═══ Data section ═══

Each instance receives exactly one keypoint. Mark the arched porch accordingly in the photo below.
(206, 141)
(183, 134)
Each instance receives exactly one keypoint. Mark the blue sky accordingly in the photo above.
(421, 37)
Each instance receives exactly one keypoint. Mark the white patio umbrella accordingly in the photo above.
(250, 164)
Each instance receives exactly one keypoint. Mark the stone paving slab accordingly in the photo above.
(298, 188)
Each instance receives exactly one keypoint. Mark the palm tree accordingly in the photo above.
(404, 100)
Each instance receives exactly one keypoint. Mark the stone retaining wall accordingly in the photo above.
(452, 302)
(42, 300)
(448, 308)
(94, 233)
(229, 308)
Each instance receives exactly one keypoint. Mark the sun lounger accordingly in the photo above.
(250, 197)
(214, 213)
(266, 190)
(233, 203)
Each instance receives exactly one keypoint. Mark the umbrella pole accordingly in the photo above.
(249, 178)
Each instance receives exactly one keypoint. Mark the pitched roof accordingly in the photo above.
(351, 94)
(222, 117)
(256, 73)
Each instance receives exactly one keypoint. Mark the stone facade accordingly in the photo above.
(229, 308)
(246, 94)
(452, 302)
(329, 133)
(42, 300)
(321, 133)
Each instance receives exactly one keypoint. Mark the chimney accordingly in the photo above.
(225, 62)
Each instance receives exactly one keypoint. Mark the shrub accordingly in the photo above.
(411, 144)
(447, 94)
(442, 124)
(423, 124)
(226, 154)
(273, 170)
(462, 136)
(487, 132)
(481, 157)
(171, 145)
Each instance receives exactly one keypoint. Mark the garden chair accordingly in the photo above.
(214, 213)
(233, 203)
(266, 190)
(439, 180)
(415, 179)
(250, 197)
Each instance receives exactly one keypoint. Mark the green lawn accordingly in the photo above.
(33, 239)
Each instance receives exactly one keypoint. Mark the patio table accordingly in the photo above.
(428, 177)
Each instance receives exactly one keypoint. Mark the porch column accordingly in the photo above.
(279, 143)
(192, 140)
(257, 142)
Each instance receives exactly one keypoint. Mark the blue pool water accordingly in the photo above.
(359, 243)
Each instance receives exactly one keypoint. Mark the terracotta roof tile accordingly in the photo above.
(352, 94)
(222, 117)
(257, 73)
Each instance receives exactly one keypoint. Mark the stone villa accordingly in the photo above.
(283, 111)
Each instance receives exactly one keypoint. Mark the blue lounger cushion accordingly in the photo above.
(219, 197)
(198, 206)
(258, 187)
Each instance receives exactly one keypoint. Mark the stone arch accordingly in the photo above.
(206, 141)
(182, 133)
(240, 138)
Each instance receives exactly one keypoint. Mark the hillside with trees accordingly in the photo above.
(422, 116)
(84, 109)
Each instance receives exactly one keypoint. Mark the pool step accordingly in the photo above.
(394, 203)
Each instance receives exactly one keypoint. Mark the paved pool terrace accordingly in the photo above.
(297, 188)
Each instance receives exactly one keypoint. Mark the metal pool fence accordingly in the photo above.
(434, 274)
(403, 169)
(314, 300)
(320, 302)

═══
═══ Data section ═══

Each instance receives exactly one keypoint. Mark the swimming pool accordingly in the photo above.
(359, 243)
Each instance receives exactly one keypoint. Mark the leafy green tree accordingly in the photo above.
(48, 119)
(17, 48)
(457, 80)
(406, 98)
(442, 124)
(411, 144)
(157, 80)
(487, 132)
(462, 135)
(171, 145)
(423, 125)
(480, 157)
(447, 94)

═══
═══ Data section ═══

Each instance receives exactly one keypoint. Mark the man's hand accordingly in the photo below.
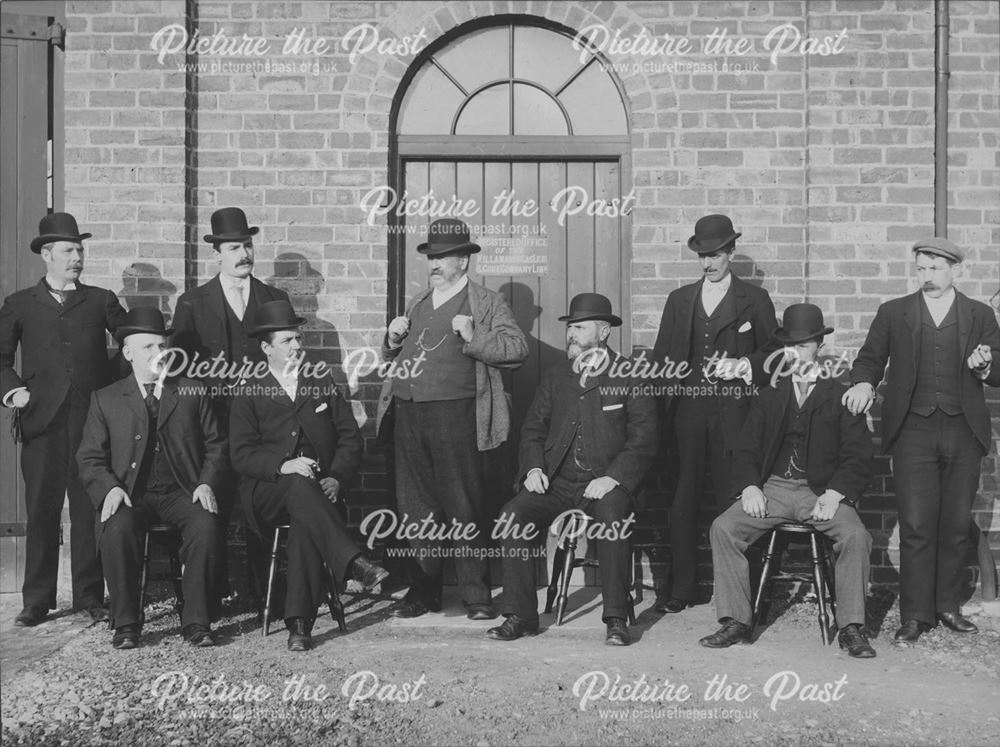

═══

Copy every line of the records above that contains the string "umbrella". Case counts, so match it exactly.

Each instance receives exactly one keypoint. Mark the white patio umbrella accordingly in the photo above.
Each instance receives exactly one keypoint. Mark the umbrella pole accordingly in the photo above.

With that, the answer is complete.